Give the data again, word for word.

→ **DATA SUPPLIED**
::::
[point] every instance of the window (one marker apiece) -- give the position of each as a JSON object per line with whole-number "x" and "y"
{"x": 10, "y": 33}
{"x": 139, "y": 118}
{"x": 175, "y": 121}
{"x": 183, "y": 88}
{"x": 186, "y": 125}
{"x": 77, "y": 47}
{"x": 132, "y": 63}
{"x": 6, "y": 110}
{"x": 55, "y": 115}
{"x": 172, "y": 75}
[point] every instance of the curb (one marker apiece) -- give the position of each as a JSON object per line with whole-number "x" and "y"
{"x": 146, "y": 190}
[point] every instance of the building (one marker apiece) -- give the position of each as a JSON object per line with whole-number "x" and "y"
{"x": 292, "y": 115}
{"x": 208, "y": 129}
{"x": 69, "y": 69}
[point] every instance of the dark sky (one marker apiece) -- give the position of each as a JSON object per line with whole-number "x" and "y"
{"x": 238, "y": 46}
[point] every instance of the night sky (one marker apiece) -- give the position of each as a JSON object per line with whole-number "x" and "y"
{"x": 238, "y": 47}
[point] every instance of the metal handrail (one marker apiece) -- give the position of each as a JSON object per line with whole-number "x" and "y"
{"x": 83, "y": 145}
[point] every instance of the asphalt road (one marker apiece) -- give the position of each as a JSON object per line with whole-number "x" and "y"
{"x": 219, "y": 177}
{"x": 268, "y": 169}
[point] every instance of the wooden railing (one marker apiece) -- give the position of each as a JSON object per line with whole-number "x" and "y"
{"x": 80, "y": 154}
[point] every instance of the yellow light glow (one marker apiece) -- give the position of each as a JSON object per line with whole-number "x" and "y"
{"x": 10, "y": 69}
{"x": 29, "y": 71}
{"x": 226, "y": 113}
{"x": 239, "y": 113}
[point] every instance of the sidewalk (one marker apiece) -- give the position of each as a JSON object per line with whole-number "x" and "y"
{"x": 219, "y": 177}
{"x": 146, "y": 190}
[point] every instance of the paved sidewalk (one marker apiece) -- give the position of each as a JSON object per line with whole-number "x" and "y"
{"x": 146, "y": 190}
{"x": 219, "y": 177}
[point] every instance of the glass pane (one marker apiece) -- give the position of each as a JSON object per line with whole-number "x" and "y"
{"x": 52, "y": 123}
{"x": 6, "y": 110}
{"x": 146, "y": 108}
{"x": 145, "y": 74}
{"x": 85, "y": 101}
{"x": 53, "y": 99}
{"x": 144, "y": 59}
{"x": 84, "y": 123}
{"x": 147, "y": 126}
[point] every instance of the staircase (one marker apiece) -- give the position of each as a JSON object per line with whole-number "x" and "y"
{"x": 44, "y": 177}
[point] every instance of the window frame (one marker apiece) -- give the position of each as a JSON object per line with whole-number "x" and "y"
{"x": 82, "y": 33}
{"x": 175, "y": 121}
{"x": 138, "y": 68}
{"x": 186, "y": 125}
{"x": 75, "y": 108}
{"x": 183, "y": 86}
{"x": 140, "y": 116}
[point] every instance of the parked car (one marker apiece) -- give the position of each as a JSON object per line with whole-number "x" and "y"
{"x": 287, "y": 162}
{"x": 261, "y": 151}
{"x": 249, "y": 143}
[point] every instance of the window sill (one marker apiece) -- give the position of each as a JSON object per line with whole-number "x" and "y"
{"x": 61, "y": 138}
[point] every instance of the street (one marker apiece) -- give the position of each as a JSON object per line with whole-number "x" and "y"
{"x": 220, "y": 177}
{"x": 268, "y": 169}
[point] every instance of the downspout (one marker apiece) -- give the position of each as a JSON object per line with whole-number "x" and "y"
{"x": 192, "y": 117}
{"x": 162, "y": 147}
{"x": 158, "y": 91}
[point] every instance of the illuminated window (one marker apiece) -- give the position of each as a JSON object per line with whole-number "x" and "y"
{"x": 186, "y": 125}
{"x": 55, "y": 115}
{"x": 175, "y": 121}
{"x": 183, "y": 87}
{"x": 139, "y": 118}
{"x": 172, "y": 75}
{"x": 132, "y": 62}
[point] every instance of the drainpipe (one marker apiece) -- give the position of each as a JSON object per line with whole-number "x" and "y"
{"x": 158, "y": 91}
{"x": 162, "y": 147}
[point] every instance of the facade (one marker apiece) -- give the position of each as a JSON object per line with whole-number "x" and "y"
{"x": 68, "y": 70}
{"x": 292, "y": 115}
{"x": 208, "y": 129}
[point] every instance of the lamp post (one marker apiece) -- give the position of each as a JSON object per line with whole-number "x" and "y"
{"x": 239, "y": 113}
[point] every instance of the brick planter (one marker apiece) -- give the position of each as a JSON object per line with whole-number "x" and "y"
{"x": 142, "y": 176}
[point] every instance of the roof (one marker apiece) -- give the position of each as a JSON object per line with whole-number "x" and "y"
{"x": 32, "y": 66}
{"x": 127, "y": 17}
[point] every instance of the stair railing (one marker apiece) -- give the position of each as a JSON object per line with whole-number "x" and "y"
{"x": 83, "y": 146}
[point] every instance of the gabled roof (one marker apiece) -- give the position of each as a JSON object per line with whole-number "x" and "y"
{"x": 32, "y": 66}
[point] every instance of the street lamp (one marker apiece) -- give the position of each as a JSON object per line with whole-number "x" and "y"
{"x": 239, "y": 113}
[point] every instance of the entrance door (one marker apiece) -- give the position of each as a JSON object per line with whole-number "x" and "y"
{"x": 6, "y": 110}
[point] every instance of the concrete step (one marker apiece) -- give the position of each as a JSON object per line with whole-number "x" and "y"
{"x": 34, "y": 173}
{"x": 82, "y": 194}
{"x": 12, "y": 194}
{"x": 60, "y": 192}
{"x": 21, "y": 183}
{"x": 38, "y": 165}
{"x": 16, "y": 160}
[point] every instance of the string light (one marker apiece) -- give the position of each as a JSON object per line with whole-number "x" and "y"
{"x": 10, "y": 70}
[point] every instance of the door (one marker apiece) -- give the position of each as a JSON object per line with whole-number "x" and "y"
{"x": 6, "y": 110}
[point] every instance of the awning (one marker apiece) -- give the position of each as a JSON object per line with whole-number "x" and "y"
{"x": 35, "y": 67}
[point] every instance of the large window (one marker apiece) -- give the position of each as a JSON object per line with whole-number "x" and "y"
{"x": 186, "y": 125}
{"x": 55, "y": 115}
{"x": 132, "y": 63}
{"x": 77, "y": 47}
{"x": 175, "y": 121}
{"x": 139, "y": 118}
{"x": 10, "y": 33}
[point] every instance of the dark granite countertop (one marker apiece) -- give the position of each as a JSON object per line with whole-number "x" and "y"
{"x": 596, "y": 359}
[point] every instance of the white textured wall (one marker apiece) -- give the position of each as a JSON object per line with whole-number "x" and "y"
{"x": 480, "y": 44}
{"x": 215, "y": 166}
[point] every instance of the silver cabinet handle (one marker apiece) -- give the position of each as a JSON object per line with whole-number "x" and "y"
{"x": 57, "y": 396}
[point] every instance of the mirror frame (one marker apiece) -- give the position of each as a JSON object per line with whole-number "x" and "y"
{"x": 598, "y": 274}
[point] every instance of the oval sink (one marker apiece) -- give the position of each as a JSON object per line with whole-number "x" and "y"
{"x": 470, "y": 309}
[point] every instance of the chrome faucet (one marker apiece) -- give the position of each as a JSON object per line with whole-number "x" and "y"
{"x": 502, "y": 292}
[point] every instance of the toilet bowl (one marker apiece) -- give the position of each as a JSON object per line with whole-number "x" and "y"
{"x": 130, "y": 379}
::::
→ **RESULT OF THE TASK**
[point] every instance of the window (one marker apiece) -- give the position of each as a JSON object per line with whole-number "x" and "y"
{"x": 10, "y": 33}
{"x": 139, "y": 118}
{"x": 175, "y": 121}
{"x": 183, "y": 88}
{"x": 186, "y": 125}
{"x": 77, "y": 47}
{"x": 132, "y": 63}
{"x": 6, "y": 110}
{"x": 55, "y": 115}
{"x": 172, "y": 75}
[point] every instance of the curb (one marker apiece) -- give the position of each as a JSON object per line with whole-number "x" and "y"
{"x": 146, "y": 190}
[point] every instance of the building (one marker apiece) -- give the position of each as a JSON object per line with whole-number "x" and "y"
{"x": 292, "y": 115}
{"x": 208, "y": 129}
{"x": 69, "y": 69}
[point] every instance of the dark sky (one marker apiece) -- give the position of each as a JSON object per line with whole-number "x" and "y"
{"x": 238, "y": 46}
[point] every instance of the night sky (one marker apiece) -- give the position of each as a JSON object per line with whole-number "x" and "y"
{"x": 238, "y": 47}
[point] every instance of the metal handrail (one marker apiece) -- give the position of each as a JSON object per line with whole-number "x" and "y"
{"x": 83, "y": 145}
[point] every instance of the asphalt road (one marker apiece) -- give the position of each as a JSON object per line with whole-number "x" and "y"
{"x": 219, "y": 177}
{"x": 268, "y": 169}
[point] every instance of the wooden railing (one marker apiece) -- give the position of each as a JSON object per line with whole-number "x" and "y"
{"x": 80, "y": 154}
[point] every instance of the yellow light glow (one marker apiece) -- give the position of each as a JSON object per line with whole-number "x" and "y"
{"x": 10, "y": 69}
{"x": 29, "y": 71}
{"x": 226, "y": 113}
{"x": 239, "y": 113}
[point] every instance of the sidewalk (one marker apiece) -- give the position of each as a JSON object per line with whole-number "x" and "y"
{"x": 219, "y": 177}
{"x": 146, "y": 190}
[point] every instance of the paved sidewalk (one marker apiece) -- give the position of each as a JSON object per line with whole-number "x" and "y"
{"x": 146, "y": 190}
{"x": 219, "y": 177}
[point] every instance of the glass pane (one marker apiece) -- give the position of each as a JSON object per line with whole-number "x" and "y"
{"x": 52, "y": 123}
{"x": 6, "y": 110}
{"x": 146, "y": 108}
{"x": 145, "y": 74}
{"x": 85, "y": 101}
{"x": 53, "y": 99}
{"x": 144, "y": 59}
{"x": 84, "y": 123}
{"x": 147, "y": 126}
[point] every instance of the staircase (one marker apiece) -- give the position of each as a JSON object per line with whole-number "x" and "y"
{"x": 44, "y": 177}
[point] every instance of the window frame (one marker apiece) -- give the position of each as a JSON object per line with whole-number "x" and "y"
{"x": 82, "y": 33}
{"x": 175, "y": 121}
{"x": 138, "y": 68}
{"x": 186, "y": 125}
{"x": 75, "y": 108}
{"x": 183, "y": 86}
{"x": 140, "y": 116}
[point] every instance of the parked car (one marker apiece) -- give the position of each as a JSON object per line with whole-number "x" and "y"
{"x": 287, "y": 162}
{"x": 261, "y": 151}
{"x": 249, "y": 143}
[point] every instance of the window sill (one marker apiece) -- give the position of each as a JSON object per line with whole-number "x" and "y"
{"x": 61, "y": 138}
[point] every instance of the street (one marker apiece) -- give the position of each as a JSON object per line with whole-number "x" and "y"
{"x": 220, "y": 177}
{"x": 268, "y": 169}
[point] every instance of the downspout (one marker apiece) -- give the position of each as a JSON object per line with whole-number "x" and "y"
{"x": 192, "y": 117}
{"x": 162, "y": 147}
{"x": 158, "y": 91}
[point] every instance of the illuminated window (one marker apiece) -- give the position of each as a JSON object per line with whole-number "x" and "y"
{"x": 186, "y": 125}
{"x": 55, "y": 115}
{"x": 175, "y": 121}
{"x": 183, "y": 87}
{"x": 139, "y": 118}
{"x": 172, "y": 75}
{"x": 132, "y": 62}
[point] every instance of the drainpipe (one marker apiece) -- give the position of each as a JSON object per line with whole-number "x" and "y"
{"x": 158, "y": 91}
{"x": 162, "y": 147}
[point] every instance of the facade (one marker apiece) -- give the position of each as a JSON object per line with whole-number "x" and "y"
{"x": 68, "y": 70}
{"x": 292, "y": 115}
{"x": 208, "y": 129}
[point] every instance of the lamp post (one marker apiece) -- give the position of each as a JSON object per line with whole-number "x" and "y"
{"x": 239, "y": 113}
[point] every instance of the brick planter (one marker apiece) -- give the position of each as a JSON object per line with whole-number "x" and "y"
{"x": 142, "y": 176}
[point] every instance of the roof (one marker apiece) -- give the position of each as a JSON object per line with whole-number "x" and "y"
{"x": 32, "y": 66}
{"x": 127, "y": 17}
[point] every instance of the stair railing (one marker apiece) -- give the position of each as a JSON object per line with whole-number "x" and "y"
{"x": 83, "y": 146}
[point] every instance of the gabled roof (one marker apiece) -- give the position of each as a JSON object per line with whole-number "x" and "y"
{"x": 32, "y": 66}
[point] every instance of the street lamp (one marker apiece) -- give the position of each as a JSON object per line with whole-number "x" and "y"
{"x": 239, "y": 113}
[point] every instance of the entrance door (one marker apiece) -- give the position of each as a JSON object per line with whole-number "x" and "y"
{"x": 6, "y": 110}
[point] every instance of the concrete step (one marker apiece) -- give the position of each as a JSON object per line with whole-number "x" and "y"
{"x": 34, "y": 173}
{"x": 82, "y": 194}
{"x": 12, "y": 194}
{"x": 60, "y": 192}
{"x": 21, "y": 183}
{"x": 38, "y": 165}
{"x": 16, "y": 160}
[point] every instance of the string light (one marker apiece) -- give the position of each as a JSON object per line with whole-number "x" and "y"
{"x": 10, "y": 70}
[point] every instance of the door (one marker apiece) -- give the position of each as a JSON object per line with whole-number "x" and "y"
{"x": 6, "y": 110}
[point] every instance of the awning (one marker apiece) -- give the position of each as a JSON object per line with whole-number "x" and "y"
{"x": 35, "y": 67}
[point] every instance of the large window (one marker apiece) -- give the position of each as a JSON object per line with whole-number "x" and "y"
{"x": 186, "y": 125}
{"x": 55, "y": 115}
{"x": 132, "y": 63}
{"x": 77, "y": 47}
{"x": 175, "y": 121}
{"x": 139, "y": 118}
{"x": 10, "y": 33}
[point] every instance of the dark granite countertop (one marker apiece) -- give the position of each as a JSON object per line with whole-number "x" and "y"
{"x": 596, "y": 359}
[point] every instance of the white textured wall (one marker apiece) -- give the position of each as a JSON object per line with whole-number "x" and "y"
{"x": 480, "y": 44}
{"x": 215, "y": 166}
[point] every instance of the silver cabinet handle (one marker apiece) -- give the position of each as a JSON object per line with whole-number "x" and "y"
{"x": 57, "y": 396}
[point] every instance of the mirror frame (one marker apiece) -- give the position of each as a JSON object per line with whole-number "x" and "y"
{"x": 598, "y": 274}
[point] every instance of the oval sink (one marker apiece) -- give the position of each as a JSON object per line with whole-number "x" and "y"
{"x": 470, "y": 309}
[point] every instance of the chrome faucet (one marker apiece) -- give the position of each as a JSON object per line with whole-number "x" and "y"
{"x": 502, "y": 292}
[point] every instance of the toilet bowl (one marker apiece) -- give the position of each as a JSON object per line with whole-number "x" and "y"
{"x": 130, "y": 379}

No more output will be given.